[Records from a data source]
◆ ◆ ◆ ◆ ◆ ◆ ◆
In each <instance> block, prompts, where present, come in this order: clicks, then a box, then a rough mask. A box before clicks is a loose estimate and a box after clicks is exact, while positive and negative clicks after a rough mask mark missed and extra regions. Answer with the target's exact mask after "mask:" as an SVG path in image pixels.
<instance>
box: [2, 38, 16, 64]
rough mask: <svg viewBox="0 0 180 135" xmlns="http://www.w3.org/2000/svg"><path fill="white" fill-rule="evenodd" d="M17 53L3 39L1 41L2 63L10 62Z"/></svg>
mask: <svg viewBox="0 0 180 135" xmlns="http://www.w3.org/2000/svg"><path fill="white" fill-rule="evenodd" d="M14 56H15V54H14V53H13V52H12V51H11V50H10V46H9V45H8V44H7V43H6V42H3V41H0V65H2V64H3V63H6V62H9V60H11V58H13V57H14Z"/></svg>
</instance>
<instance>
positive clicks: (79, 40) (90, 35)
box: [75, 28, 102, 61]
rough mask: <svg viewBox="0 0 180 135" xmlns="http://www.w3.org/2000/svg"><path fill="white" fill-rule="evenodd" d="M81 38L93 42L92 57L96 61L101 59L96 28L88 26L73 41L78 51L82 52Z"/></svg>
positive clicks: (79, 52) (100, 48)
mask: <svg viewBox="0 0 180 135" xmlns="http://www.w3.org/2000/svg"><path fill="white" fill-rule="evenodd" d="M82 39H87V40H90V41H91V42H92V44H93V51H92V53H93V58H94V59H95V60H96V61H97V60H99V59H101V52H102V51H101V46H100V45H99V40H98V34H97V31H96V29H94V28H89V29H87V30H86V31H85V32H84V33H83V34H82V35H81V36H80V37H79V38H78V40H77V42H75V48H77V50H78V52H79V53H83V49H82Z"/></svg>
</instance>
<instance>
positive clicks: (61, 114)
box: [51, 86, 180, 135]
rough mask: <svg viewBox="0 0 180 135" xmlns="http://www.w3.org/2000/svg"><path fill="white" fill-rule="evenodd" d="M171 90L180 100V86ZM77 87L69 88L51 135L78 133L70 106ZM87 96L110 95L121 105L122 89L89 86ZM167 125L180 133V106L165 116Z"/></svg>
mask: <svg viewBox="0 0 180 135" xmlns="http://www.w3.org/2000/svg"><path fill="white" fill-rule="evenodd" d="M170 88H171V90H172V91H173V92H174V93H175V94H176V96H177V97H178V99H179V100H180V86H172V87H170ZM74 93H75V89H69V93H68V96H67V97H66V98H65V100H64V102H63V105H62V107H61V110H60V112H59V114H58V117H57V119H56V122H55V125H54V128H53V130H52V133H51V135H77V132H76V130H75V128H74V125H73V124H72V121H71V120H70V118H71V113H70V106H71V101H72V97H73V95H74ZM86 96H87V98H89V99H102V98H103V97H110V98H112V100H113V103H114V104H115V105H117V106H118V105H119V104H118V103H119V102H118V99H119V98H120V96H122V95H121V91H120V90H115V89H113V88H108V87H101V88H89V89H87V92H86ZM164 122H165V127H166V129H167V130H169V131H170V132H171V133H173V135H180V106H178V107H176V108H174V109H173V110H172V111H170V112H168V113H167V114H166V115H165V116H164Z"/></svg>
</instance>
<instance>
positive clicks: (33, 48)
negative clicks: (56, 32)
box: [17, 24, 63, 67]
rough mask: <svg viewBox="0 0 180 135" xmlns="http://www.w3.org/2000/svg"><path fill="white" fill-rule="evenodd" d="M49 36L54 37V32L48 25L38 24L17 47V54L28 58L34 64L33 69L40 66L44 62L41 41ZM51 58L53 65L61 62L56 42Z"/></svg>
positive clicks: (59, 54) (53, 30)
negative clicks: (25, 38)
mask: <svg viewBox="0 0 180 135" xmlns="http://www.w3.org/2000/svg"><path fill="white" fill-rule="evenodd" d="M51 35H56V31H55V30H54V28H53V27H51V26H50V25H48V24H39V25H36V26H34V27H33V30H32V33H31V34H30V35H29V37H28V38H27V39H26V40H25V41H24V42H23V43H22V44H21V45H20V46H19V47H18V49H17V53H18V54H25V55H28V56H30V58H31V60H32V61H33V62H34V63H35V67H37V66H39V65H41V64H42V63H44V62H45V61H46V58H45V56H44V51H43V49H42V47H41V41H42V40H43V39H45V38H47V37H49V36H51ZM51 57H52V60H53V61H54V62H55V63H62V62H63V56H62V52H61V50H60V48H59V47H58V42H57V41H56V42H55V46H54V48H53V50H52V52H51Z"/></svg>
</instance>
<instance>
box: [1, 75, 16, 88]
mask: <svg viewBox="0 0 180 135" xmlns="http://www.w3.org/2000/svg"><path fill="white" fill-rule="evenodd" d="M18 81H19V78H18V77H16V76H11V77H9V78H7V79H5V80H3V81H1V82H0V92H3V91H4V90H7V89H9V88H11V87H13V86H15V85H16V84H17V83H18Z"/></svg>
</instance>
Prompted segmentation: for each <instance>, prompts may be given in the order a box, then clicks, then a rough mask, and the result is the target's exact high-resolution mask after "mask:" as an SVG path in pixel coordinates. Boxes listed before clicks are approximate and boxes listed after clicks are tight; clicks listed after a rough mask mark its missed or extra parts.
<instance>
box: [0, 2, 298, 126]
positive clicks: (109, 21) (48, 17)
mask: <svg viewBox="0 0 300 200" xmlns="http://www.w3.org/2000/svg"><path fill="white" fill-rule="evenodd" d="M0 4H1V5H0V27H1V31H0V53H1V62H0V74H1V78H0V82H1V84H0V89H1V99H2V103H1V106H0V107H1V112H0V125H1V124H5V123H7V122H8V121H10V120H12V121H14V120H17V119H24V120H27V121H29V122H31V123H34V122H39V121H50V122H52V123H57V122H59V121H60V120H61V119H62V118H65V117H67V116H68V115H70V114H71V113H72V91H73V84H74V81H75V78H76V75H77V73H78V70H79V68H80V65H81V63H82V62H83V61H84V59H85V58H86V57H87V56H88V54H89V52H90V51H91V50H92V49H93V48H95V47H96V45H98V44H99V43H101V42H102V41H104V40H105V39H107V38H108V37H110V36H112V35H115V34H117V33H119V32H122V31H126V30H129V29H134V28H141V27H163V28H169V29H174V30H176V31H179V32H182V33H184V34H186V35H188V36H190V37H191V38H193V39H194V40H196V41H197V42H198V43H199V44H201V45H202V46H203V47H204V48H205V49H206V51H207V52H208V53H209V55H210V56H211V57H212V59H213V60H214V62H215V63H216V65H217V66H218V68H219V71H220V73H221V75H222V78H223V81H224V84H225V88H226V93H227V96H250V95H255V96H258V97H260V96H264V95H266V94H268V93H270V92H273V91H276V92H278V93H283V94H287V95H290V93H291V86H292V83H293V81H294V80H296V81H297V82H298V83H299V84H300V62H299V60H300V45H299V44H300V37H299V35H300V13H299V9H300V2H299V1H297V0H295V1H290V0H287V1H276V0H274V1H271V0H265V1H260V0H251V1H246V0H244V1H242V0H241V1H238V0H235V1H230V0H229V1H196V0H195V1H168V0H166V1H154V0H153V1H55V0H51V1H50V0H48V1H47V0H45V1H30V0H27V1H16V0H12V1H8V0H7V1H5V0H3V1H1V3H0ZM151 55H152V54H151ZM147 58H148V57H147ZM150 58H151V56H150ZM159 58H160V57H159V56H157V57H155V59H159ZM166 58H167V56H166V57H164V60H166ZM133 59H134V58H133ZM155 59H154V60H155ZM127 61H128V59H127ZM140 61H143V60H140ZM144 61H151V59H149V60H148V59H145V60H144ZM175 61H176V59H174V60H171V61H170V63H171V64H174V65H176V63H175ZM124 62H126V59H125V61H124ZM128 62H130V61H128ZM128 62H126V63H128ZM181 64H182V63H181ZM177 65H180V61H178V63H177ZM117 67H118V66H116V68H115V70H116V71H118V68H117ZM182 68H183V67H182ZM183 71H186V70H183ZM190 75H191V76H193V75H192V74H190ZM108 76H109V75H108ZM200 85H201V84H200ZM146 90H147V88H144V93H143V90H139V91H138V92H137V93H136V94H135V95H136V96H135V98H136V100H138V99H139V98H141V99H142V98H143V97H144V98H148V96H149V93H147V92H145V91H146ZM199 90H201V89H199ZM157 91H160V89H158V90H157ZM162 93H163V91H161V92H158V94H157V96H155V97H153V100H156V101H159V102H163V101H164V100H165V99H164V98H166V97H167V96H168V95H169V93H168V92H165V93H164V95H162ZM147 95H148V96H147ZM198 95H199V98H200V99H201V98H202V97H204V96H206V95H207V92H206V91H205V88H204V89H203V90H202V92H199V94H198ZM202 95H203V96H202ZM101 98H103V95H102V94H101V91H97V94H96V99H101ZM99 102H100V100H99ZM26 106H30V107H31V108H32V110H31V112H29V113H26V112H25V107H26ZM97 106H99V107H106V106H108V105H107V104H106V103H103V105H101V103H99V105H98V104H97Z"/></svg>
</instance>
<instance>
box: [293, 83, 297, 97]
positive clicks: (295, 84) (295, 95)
◆ ◆ ◆ ◆ ◆ ◆ ◆
**PROMPT**
Only one stretch of the data above is needed. Restate it word for word, from the line containing "box: [75, 28, 102, 61]" through the line containing "box: [51, 86, 180, 135]", both ends included.

**SOLUTION TO THE EXERCISE**
box: [75, 28, 102, 61]
rough mask: <svg viewBox="0 0 180 135" xmlns="http://www.w3.org/2000/svg"><path fill="white" fill-rule="evenodd" d="M81 38L93 42L92 57L96 61L101 59L96 28L88 26L73 41L78 51L82 52Z"/></svg>
positive clicks: (79, 52) (100, 48)
mask: <svg viewBox="0 0 180 135" xmlns="http://www.w3.org/2000/svg"><path fill="white" fill-rule="evenodd" d="M82 39H87V40H90V41H91V42H92V44H93V51H92V53H93V58H94V59H95V60H96V61H97V60H99V59H101V52H102V51H101V46H100V45H99V40H98V34H97V31H96V29H94V28H89V29H87V30H86V31H85V32H84V33H83V34H82V35H81V36H80V37H79V38H78V40H77V42H75V48H77V50H78V52H79V53H83V49H82Z"/></svg>
</instance>
<instance>
positive clicks: (61, 114)
box: [51, 86, 180, 135]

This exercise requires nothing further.